-------- Text provided --------

We demonstrate here that IgM, DNA-reactive antibodies obtained from lupus patients that are unmutated and display polyreactivity can bind to isolated glomeruli and exhibit neurotoxic potential.
Thus, the IgM polyreactive repertoire in SLE includes antibodies that may acquire pathogenic function merely by undergoing class-switch recombination to become IgG antibodies.
Systemic lupus erythematosus (SLE) is an autoimmune disease characterized by the production of a wide variety of autotantibodies, many of which react with nuclear antigens. In particular, antibodies against double-stranded (ds) DNA are regarded as a diagnostic marker for the disease and contribute to lupus nephritis. In both clinical studies and animal models, pathogenicity is associated with IgG isotype and with high-affinity binding to dsDNA. How the autoreactive B cells that produce these autoantibodies succeed in escaping normal tolerance mechanisms is not known. Patients with SLE have been demonstrated to have a defect in early B cell tolerance checkpoints, leading to the accumulation of high numbers of naive B cells that produce polyreactive antibodies that recognize both self and foreign antigen. A significant percentage of these B cells recognize dsDNA (1). Whether these antibodies have pathogenic potential is not known.

-------- Stored data --------

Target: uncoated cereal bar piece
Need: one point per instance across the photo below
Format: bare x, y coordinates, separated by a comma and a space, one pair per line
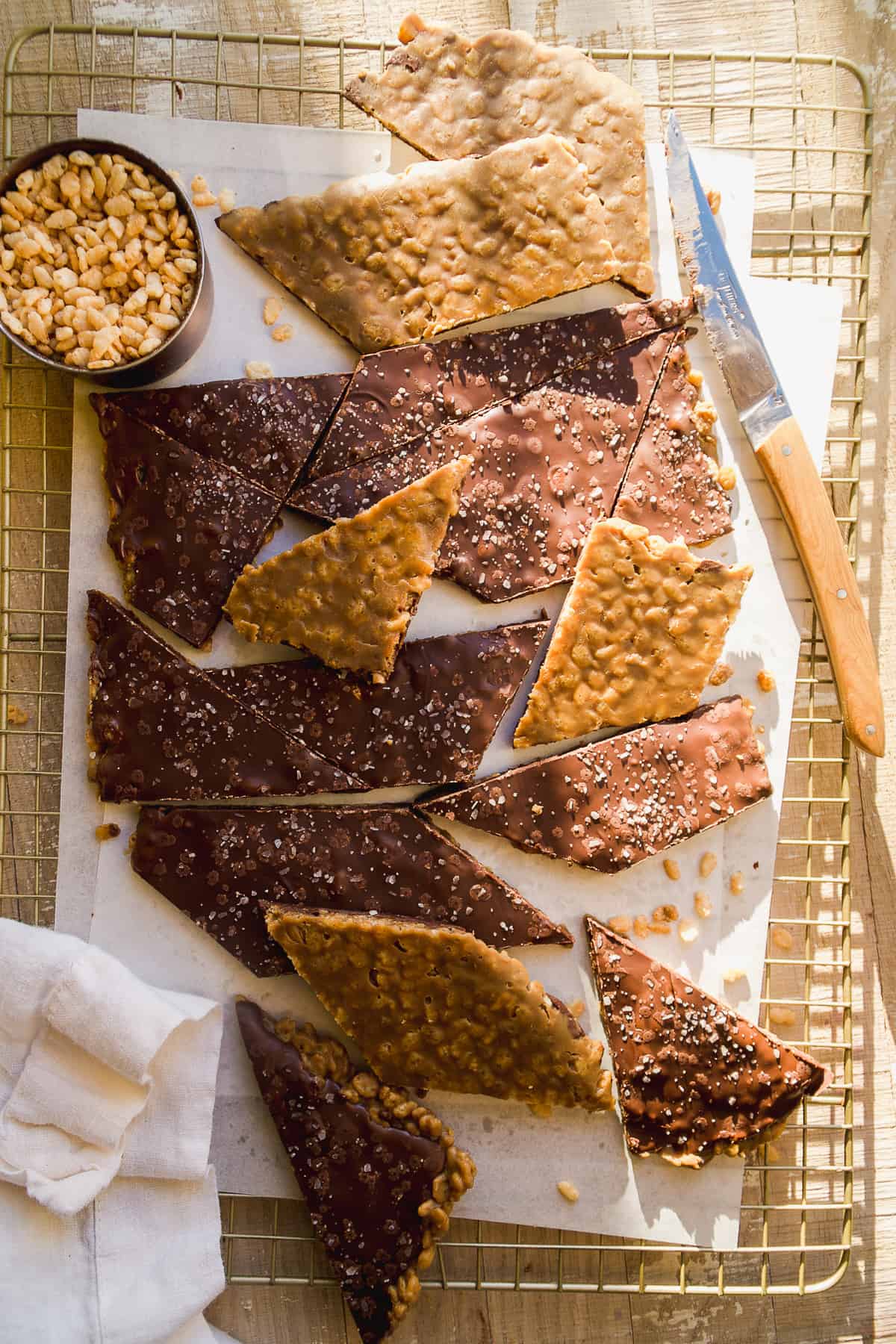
435, 1007
388, 260
348, 594
450, 97
638, 635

--------

=== What you will do ===
Continue the passage on polyreactive antibodies in lupus from its final sentence.

=== Response area ===
It is now appreciated that naïve B cells can undergo activation, class switch recombination, and ensuing secretion of IgG antibodies following exposure to elevated BAFF levels, endogenous ligands to toll-like receptors (TLRs), T cells overexpressing costimulatory molecules, or increased levels certain cytokines such as IL-21 (2–5). All these conditions that may lead to antigen-independent activation of B cells exist in lupus patients and may contribute to the increase in class-switched peripheral blood B cells that is present in a significant number of patients (6, 7). We, therefore, wished to know whether polyreactive antibodies might be pathogenic and whether the breach of early tolerance checkpoints in lupus patients might lead to a population of B cells making pathogenic IgG antibodies after activation by a pro-inflammatory milieu to class-switch to IgG.
Our laboratory has previously described a subset of anti-dsDNA antibodies that cross-reacts with a pentapeptide sequence, DWEYS, within the NR2A and NR2B subunits of the N-methyl D-aspartate receptor (NMDAR). These antibodies are present in murine lupus and in patients with SLE (8, 9). They deposit in glomeruli and cause proteinuria and have the potential to cause excitotoxic death of neurons if they penetrate the blood-brain barrier. Using a fluorochrome–labeled tetrameric DWEYS peptide (DWEYS-tetramer), which has higher avidity than monomer for peptide-reactive B cells, we have isolated IgM+ peptide-reactive B cells from the peripheral blood of patients with SLE. Antibodies derived from these B cells bind to peptide and are largely cross-reactive to dsDNA (10). This methodology enabled us to acquire self-reactive antibodies for further characterization.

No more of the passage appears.